__Given task__
Reproduce every one of the entries below verbatim, leaving out any pictures.
___
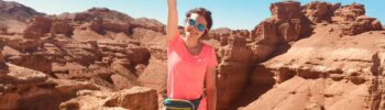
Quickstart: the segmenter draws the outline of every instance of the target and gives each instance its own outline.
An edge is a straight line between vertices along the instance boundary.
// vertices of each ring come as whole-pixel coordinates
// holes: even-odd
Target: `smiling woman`
[[[166,110],[216,110],[215,67],[218,65],[212,46],[201,42],[211,29],[211,12],[196,8],[187,12],[185,35],[178,32],[176,0],[168,0],[167,20],[167,96]],[[194,70],[194,73],[191,72]]]

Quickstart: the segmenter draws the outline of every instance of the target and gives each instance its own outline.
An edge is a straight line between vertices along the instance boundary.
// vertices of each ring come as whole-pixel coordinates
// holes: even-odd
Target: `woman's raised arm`
[[[167,44],[178,32],[178,11],[176,0],[167,0],[168,18],[167,18]]]

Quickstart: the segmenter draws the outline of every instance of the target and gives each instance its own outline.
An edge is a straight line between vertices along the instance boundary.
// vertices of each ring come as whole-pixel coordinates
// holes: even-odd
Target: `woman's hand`
[[[178,32],[178,12],[176,0],[167,0],[168,18],[167,18],[167,44]]]

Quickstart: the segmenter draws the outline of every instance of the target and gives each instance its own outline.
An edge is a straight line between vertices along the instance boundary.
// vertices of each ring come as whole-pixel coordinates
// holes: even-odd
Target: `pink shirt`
___
__Right answer__
Quickstart: the segmenter draws the outline of every instance of the target and gives each instance its own outline.
An edge is a straight line between vertices along the instance boundary.
// vertices of each ring come as whole-pixel coordinates
// holes: even-odd
Target: `smiling woman`
[[[166,110],[216,110],[215,67],[218,65],[212,46],[201,42],[211,29],[211,12],[196,8],[187,12],[185,35],[178,32],[176,0],[168,0],[167,20],[167,96]],[[194,70],[194,73],[191,72]]]

Quickstart: the segmenter draws the outline of every instance of the target and gives each instance its own outline.
An edge is a straight line between vertices along the instance boundary.
// vertices of each ring come as whole-pixel coordinates
// holes: even-odd
Target: `woman's raised arm`
[[[167,44],[178,32],[178,11],[176,0],[167,0],[168,18],[167,18]]]

Quickstart: the segmenter draws the outline of every instance of the target and gives each instance its own outline.
An edge is a straight line between vertices along the instance boundary.
// vertices of each ring come as whole-pixel coordinates
// holes: even-odd
Target: `woman's hand`
[[[178,32],[178,12],[176,0],[167,0],[168,18],[167,18],[167,44]]]

Quickstart: the segmenter draws the outline of every instance of the target and gives each instance its own outline.
An edge is a straight line between vertices along the instance boundary.
// vertices of each ring come as whole-pixel coordinates
// holes: even-odd
Target: `pink shirt`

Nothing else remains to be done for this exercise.